→ EXERCISE AIM: Retype each entry verbatim. Do not include the images.

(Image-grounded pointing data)
[Start of Attachment]

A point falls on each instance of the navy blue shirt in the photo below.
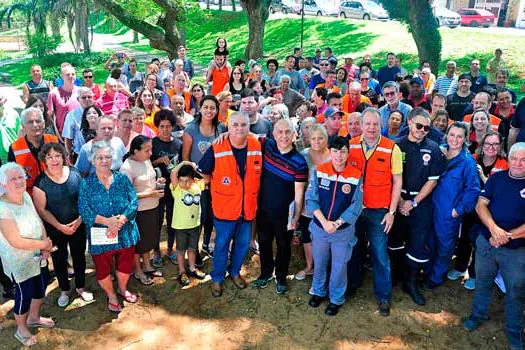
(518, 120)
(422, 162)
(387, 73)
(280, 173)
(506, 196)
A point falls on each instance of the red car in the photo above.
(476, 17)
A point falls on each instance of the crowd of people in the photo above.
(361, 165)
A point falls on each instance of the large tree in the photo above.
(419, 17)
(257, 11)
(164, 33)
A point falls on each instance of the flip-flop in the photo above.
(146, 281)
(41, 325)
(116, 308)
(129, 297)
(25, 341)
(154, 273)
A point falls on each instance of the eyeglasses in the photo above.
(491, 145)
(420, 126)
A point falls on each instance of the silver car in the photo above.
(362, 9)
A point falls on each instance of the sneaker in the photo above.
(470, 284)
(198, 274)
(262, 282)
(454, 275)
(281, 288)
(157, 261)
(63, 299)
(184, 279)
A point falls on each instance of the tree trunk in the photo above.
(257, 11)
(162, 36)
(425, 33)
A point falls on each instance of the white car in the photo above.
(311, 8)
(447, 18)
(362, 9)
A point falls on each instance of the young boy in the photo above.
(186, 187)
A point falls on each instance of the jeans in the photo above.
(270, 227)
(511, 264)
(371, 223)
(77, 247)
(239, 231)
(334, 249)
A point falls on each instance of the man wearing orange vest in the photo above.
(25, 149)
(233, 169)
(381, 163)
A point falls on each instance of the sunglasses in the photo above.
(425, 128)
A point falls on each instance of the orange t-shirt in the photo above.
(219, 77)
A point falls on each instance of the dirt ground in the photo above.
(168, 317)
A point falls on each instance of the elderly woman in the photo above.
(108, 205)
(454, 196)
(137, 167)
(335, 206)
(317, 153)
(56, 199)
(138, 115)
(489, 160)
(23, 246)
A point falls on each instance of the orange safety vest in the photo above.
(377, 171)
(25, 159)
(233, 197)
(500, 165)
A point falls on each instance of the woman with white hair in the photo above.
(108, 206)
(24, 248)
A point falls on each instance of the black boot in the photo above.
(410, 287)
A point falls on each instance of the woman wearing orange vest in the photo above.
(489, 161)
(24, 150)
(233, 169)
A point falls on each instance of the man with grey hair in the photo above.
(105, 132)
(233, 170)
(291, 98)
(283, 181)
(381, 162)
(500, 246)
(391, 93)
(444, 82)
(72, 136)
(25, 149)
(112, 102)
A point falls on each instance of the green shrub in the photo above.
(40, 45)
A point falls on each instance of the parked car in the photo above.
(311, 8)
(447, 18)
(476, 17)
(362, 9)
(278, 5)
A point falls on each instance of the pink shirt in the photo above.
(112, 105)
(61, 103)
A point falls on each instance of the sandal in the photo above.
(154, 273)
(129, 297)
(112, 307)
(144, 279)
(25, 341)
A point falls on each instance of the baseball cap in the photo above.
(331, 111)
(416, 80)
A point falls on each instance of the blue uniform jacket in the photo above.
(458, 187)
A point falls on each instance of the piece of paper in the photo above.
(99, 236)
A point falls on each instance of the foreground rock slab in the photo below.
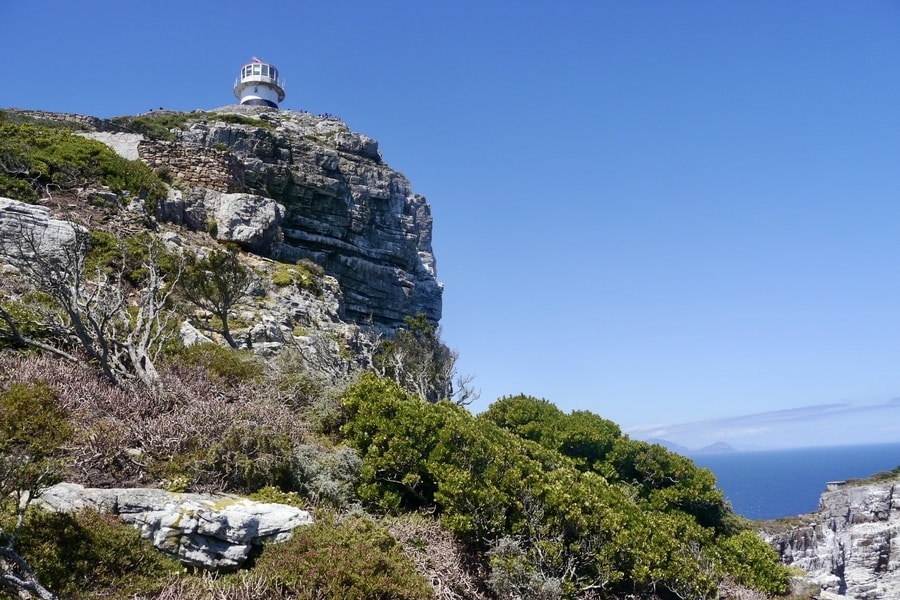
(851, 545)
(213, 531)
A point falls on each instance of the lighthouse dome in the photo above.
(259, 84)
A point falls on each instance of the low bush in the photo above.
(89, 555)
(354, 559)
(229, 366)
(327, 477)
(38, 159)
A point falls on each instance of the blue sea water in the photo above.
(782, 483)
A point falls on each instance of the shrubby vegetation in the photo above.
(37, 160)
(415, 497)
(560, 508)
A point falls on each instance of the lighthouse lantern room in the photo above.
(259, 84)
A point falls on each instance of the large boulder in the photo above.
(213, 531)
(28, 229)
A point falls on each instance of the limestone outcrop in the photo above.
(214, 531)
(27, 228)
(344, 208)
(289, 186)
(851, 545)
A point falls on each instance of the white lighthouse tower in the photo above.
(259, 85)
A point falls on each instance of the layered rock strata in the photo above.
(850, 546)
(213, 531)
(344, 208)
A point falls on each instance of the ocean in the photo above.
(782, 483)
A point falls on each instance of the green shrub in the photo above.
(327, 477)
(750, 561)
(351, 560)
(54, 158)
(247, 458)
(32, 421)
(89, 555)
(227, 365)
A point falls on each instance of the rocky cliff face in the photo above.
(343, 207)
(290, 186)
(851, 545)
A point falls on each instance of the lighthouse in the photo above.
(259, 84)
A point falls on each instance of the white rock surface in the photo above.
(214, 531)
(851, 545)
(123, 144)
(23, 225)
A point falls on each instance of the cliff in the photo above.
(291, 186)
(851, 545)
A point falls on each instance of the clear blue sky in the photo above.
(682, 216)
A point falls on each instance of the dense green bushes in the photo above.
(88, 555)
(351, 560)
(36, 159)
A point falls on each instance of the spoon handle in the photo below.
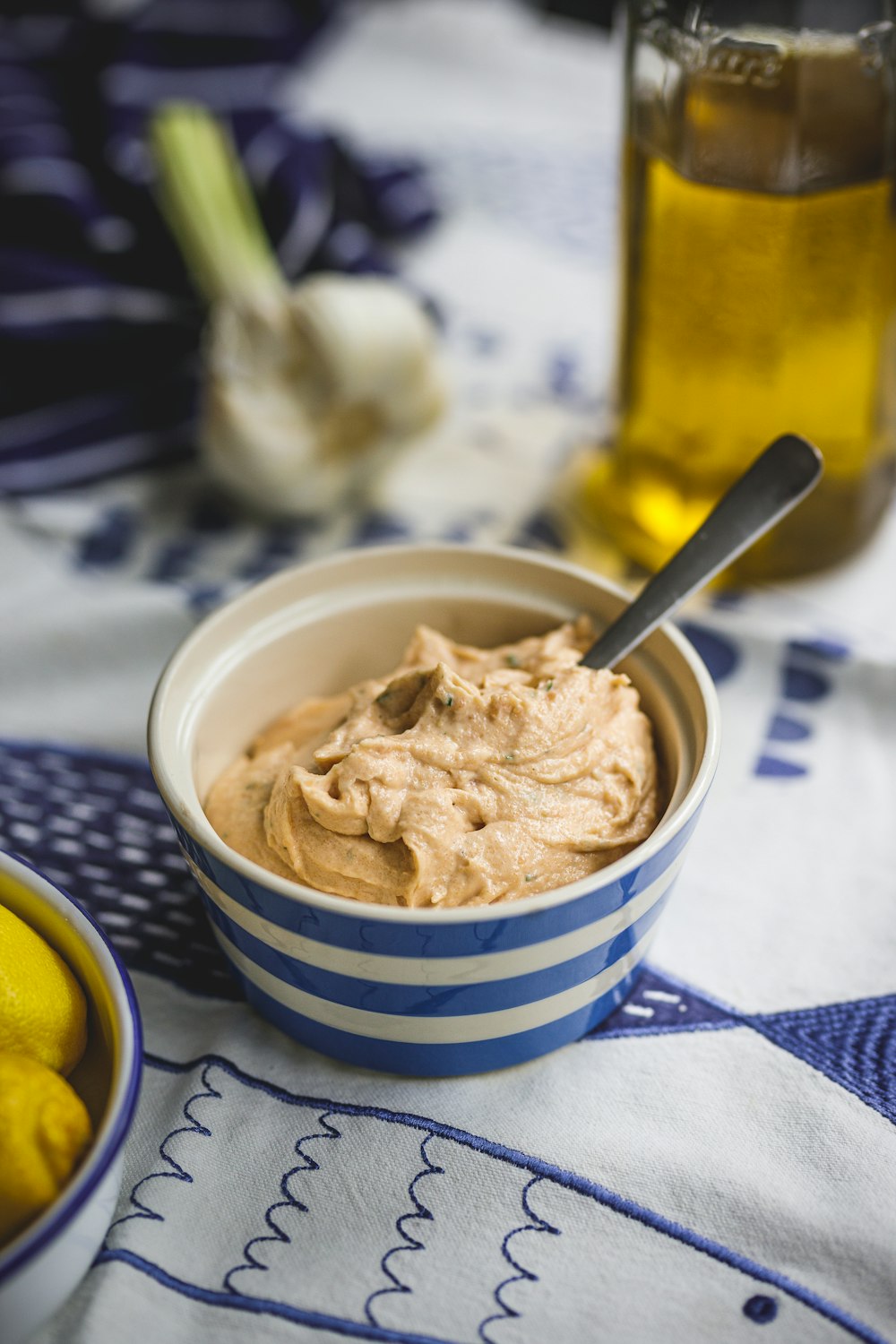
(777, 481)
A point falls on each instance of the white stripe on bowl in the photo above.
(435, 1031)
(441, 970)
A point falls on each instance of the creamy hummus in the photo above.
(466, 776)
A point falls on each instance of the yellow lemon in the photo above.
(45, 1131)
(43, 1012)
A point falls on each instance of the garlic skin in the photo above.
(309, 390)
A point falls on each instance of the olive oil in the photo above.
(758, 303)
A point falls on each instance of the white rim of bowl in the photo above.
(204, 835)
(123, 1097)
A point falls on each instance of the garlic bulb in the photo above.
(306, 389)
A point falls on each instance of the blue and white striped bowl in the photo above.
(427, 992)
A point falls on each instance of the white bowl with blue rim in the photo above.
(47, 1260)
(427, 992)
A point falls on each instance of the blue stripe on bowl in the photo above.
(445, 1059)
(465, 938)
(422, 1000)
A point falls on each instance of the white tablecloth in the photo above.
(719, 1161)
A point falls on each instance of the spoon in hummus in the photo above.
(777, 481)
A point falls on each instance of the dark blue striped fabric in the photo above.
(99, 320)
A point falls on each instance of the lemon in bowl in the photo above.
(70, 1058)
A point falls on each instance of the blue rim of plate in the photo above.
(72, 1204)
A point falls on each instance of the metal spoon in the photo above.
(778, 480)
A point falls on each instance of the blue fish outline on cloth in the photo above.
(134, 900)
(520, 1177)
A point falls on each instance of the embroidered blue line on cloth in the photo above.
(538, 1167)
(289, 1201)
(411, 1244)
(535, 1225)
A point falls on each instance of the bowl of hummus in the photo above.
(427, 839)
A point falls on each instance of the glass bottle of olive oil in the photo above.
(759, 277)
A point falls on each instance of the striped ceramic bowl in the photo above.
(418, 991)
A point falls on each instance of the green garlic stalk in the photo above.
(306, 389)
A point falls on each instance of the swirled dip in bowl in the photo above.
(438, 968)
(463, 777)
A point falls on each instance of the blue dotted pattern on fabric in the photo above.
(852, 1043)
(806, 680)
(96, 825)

[End of Attachment]

→ WORKED SOLUTION:
A point falls on each instance of the navy blue shirt in the photo below.
(518, 120)
(422, 162)
(387, 73)
(280, 173)
(506, 196)
A point falls on each instance of the red car in the photo above.
(476, 17)
A point falls on each instance of the crowd of people in the photo above.
(361, 165)
A point falls on each instance of the large tree in the photo above.
(419, 17)
(257, 11)
(164, 33)
A point falls on each instance of the flip-flop in the photo above.
(146, 281)
(41, 325)
(116, 308)
(129, 297)
(25, 341)
(154, 273)
A point falls on each instance of the eyeglasses in the photo above.
(491, 145)
(420, 126)
A point falls on each instance of the silver car in the photo above.
(362, 9)
A point falls on each instance of the sneaker in the photo above.
(470, 284)
(198, 274)
(262, 282)
(454, 275)
(281, 288)
(157, 261)
(63, 299)
(184, 279)
A point falls on each instance of the tree trunk in the photo above.
(257, 11)
(162, 36)
(425, 33)
A point falls on each instance of the white car in the photo above.
(311, 8)
(447, 18)
(362, 9)
A point falls on each instance of the young boy in the photo above.
(186, 187)
A point falls on each instance of the jeans in the photo above.
(270, 227)
(511, 264)
(371, 223)
(77, 247)
(239, 231)
(334, 249)
A point falls on each instance of the man wearing orange vest in the photo above.
(25, 149)
(233, 169)
(381, 163)
A point falls on each instance of the sunglasses in the photo above.
(425, 128)
A point falls on each instance of the orange t-shirt in the photo above.
(219, 77)
A point falls on each instance of the dirt ground in the photo above.
(168, 317)
A point falls on each instance of the elderly woman in the photo above.
(108, 205)
(454, 196)
(137, 167)
(335, 206)
(317, 153)
(56, 199)
(138, 115)
(489, 160)
(23, 246)
A point falls on each instance of the orange safety vest in the photo above.
(377, 171)
(25, 159)
(233, 197)
(500, 165)
A point falls on each instance of the woman with white hair in the photo above.
(108, 206)
(24, 248)
A point falls on each instance of the black boot in the photo above.
(410, 287)
A point falls on each instance of the woman wearing orange vest in the photo above.
(489, 161)
(24, 150)
(233, 169)
A point falls on each instance of the man with grey hair in the photo above.
(105, 132)
(233, 170)
(291, 98)
(283, 181)
(381, 162)
(500, 246)
(391, 93)
(444, 82)
(72, 136)
(25, 149)
(112, 102)
A point falls on each instance of the green shrub in the photo above.
(40, 45)
A point falls on each instance of the parked car in the photo above.
(311, 8)
(447, 18)
(476, 17)
(362, 9)
(278, 5)
A point falls on each instance of the pink shirt in the photo above.
(112, 105)
(61, 103)
A point falls on each instance of the sandal in the photo above.
(154, 273)
(129, 297)
(112, 307)
(144, 279)
(25, 341)
A point falls on each instance of the baseball cap in the photo above.
(331, 111)
(416, 80)
A point falls on each instance of the blue uniform jacket in the photo above.
(458, 187)
A point falls on each instance of the piece of paper in the photo above.
(99, 236)
A point falls on each instance of the foreground rock slab in the photo below.
(851, 545)
(213, 531)
A point falls on each instance of the lighthouse dome in the photo above.
(259, 84)
A point falls on each instance of the low bush in the photo above.
(89, 555)
(354, 559)
(229, 366)
(327, 477)
(38, 159)
A point falls on each instance of the blue sea water in the photo above.
(782, 483)
A point falls on each instance of the shrubby vegetation in the photo above.
(37, 160)
(415, 497)
(560, 508)
A point falls on each instance of the lighthouse lantern room in the photo above.
(259, 84)
A point falls on each instance of the large boulder in the photo above.
(213, 531)
(28, 229)
A point falls on each instance of the limestone outcrop in the photo above.
(214, 531)
(27, 228)
(344, 208)
(289, 186)
(851, 545)
A point falls on each instance of the white lighthouse tower in the photo above.
(259, 85)
A point falls on each instance of the layered rock strata in the photo above.
(850, 546)
(213, 531)
(344, 208)
A point falls on each instance of the ocean in the photo above.
(782, 483)
A point falls on each instance of the green shrub in the photo above.
(327, 477)
(750, 561)
(351, 560)
(54, 158)
(247, 458)
(32, 421)
(89, 555)
(227, 365)
A point falls on each instance of the rocky cliff face in the photo above.
(343, 207)
(290, 186)
(851, 545)
A point falls on each instance of the lighthouse in the photo above.
(259, 84)
A point falls on each instance of the white rock surface in the photo above.
(214, 531)
(851, 545)
(123, 144)
(23, 225)
A point falls on each instance of the cliff in the photo above.
(291, 186)
(851, 545)
A point falls on each instance of the clear blue sky in the photo above.
(682, 216)
A point falls on each instance of the dense green bushes in the photo above.
(88, 555)
(351, 560)
(36, 159)
A point falls on each instance of the spoon handle in the photo below.
(777, 481)
A point falls on each instance of the white stripe on bowl in the photo above.
(435, 1031)
(441, 970)
A point falls on each instance of the creamy hummus in the photo above.
(466, 776)
A point falls on each instance of the yellow lemon in the photo above.
(45, 1131)
(43, 1012)
A point falls on each instance of the garlic skin in the photo above.
(309, 390)
A point falls on each instance of the olive oil in the photo above.
(758, 303)
A point falls on each instance of the white rim of bowl in the photo above.
(204, 835)
(123, 1097)
A point falls on each instance of the garlic bulb in the photo above.
(306, 389)
A point falls on each instance of the blue and white striped bowl in the photo above.
(427, 992)
A point falls on each instance of the white bowl with blue rim in the photo above.
(47, 1260)
(427, 992)
A point falls on each instance of the blue stripe on bowl in the photo above.
(445, 1059)
(465, 938)
(422, 1000)
A point falls on each instance of the white tablecloth in the photo above.
(719, 1161)
A point falls on each instance of the spoon in hummus in the photo above.
(777, 481)
A point falls on each instance of the dark blue striped fabric in the photo above.
(99, 320)
A point falls on each instance of the lemon in bowl in the photo above.
(70, 1058)
A point falls on each instance of the blue rim of plate in the photo above.
(72, 1204)
A point falls on each instance of the metal spoon in the photo above.
(778, 480)
A point falls on each instance of the blue fish outline on cloth in the photo above.
(134, 900)
(520, 1177)
A point falls on each instance of the embroidered blue line on cloth in the photo above.
(538, 1167)
(289, 1201)
(411, 1244)
(535, 1225)
A point falls on each instance of the bowl of hummus in the photo above.
(427, 839)
A point falls on each instance of the glass bottle of olive oil in the photo above.
(759, 277)
A point falls on each instance of the striped ceramic bowl in the photo above.
(418, 991)
A point falls on each instance of the green garlic stalk in the photo above.
(306, 389)
A point falls on each instance of the swirled dip in bowl in the photo above.
(438, 968)
(463, 777)
A point falls on each instance of the blue dotted pattern on fabric in the photo above.
(852, 1043)
(806, 680)
(96, 825)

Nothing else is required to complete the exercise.